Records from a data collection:
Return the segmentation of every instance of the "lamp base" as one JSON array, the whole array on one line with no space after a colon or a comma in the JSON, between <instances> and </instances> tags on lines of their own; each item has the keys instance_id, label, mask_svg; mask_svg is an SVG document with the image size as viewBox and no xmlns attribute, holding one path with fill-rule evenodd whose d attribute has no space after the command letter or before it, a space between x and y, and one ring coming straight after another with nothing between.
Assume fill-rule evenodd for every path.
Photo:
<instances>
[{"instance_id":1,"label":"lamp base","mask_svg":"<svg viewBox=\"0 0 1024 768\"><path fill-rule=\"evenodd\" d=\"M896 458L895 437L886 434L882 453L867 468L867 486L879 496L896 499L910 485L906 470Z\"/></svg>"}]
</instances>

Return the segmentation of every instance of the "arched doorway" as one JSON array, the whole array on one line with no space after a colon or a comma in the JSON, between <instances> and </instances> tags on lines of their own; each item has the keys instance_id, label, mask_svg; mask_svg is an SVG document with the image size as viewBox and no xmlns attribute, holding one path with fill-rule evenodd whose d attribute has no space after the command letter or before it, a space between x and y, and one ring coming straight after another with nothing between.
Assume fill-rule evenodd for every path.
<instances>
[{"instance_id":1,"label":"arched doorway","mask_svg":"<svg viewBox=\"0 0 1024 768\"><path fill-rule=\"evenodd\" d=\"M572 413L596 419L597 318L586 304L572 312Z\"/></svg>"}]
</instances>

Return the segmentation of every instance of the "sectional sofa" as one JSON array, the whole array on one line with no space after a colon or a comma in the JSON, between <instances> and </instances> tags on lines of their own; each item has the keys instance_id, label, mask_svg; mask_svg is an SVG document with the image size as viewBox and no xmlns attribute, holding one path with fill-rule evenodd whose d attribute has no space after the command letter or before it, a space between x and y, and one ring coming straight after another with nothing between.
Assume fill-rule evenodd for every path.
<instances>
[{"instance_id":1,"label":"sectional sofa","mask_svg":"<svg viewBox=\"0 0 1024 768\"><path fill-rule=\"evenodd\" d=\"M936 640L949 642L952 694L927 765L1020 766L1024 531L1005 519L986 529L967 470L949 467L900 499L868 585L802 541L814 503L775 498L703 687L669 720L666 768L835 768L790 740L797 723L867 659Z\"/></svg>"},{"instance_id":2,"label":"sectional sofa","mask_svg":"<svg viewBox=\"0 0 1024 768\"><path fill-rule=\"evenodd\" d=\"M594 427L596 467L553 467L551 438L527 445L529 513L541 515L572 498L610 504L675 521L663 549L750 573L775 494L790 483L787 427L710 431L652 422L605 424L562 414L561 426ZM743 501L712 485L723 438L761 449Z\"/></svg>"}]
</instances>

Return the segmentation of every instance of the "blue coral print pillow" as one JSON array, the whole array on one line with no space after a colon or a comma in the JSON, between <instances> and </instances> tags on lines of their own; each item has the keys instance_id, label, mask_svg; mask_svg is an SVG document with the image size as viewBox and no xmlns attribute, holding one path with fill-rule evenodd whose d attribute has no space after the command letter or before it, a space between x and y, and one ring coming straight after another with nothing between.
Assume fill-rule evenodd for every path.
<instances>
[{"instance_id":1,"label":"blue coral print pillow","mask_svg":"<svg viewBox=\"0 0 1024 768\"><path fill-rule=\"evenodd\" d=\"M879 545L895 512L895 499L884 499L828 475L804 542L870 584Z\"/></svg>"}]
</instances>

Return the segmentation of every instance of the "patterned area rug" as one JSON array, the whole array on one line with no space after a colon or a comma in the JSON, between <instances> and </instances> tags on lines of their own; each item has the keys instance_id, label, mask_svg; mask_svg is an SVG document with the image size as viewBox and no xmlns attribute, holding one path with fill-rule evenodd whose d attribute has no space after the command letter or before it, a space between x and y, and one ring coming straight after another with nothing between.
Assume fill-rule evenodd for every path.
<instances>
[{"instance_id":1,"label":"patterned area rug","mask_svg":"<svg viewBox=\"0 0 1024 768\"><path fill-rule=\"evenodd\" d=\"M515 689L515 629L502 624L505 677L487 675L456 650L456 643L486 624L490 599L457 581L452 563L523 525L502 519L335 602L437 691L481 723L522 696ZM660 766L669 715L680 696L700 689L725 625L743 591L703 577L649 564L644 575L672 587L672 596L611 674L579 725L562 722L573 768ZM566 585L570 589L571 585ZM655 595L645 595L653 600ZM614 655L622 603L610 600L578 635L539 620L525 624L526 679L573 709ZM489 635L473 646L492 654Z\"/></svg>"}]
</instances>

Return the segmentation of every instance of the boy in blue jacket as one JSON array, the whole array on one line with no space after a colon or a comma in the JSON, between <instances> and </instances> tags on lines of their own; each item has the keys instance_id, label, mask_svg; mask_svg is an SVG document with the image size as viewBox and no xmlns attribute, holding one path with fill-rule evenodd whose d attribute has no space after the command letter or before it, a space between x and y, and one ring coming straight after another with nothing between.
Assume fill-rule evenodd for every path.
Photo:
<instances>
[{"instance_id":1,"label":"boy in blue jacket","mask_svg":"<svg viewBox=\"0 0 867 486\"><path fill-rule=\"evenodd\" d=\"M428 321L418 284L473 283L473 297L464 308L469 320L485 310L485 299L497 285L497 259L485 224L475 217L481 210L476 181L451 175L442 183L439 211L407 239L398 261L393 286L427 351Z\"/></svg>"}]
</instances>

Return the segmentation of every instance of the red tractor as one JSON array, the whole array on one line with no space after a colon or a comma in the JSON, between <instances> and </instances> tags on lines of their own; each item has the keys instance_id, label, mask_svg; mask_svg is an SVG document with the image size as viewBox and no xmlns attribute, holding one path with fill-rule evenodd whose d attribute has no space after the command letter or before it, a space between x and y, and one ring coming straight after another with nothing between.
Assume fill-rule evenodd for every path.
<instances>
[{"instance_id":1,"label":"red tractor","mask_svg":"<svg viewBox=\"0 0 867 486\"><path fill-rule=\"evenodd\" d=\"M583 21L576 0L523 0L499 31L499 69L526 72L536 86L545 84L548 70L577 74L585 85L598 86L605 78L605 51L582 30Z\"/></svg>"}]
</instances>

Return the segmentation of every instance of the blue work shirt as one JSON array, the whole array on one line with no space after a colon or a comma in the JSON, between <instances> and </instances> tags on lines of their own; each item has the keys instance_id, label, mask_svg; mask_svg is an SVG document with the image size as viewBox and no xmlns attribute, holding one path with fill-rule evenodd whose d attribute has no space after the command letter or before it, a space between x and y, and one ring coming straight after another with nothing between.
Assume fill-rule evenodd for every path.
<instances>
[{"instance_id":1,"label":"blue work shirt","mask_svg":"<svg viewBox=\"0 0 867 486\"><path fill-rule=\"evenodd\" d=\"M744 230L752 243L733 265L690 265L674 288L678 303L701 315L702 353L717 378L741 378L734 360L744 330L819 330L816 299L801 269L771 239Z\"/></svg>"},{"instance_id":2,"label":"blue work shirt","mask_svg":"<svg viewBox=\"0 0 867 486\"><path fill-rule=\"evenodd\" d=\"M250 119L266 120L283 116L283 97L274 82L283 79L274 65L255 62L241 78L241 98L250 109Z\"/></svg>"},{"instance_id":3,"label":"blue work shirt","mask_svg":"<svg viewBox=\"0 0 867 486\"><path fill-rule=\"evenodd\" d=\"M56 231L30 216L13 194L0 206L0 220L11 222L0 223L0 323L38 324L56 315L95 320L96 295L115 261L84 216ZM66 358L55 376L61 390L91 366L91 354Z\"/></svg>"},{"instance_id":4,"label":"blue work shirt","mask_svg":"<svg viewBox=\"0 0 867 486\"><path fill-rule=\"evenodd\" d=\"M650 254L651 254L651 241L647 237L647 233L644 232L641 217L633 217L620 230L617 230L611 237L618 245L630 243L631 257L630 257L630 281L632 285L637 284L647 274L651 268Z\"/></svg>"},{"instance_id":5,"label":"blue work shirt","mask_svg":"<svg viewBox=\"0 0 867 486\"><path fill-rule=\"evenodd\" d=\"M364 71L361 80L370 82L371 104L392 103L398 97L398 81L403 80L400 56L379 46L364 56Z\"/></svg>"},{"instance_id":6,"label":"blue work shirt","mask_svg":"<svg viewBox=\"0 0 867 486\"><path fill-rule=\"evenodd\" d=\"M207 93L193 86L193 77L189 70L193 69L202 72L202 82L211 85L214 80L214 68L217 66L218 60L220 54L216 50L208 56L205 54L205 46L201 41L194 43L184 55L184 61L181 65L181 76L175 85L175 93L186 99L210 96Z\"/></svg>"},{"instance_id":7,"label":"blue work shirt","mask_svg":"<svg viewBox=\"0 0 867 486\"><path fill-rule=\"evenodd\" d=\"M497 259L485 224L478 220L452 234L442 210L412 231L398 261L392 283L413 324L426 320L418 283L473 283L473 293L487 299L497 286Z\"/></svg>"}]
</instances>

Your goal: Revise the lines from the start of the records through the line containing "458L895 437L886 434L882", replacing "Assume" with "Apply" and leaving everything else unchanged.

Answer:
Return the segmentation of every instance of the "lamp base" as one JSON array, the whole array on one line with no space after a colon or a comma in the JSON, between <instances> and </instances> tags on lines of their own; each item has the keys instance_id, label, mask_svg; mask_svg is an SVG document with the image size as viewBox and no xmlns attribute, holding one path with fill-rule evenodd whose d attribute has no space after the command letter or before it, a space between x and y, and one ring coming straight after another with nothing between.
Apply fill-rule evenodd for every path.
Photo:
<instances>
[{"instance_id":1,"label":"lamp base","mask_svg":"<svg viewBox=\"0 0 1024 768\"><path fill-rule=\"evenodd\" d=\"M896 458L895 437L886 434L882 453L867 468L867 486L879 496L896 499L910 485L906 470Z\"/></svg>"}]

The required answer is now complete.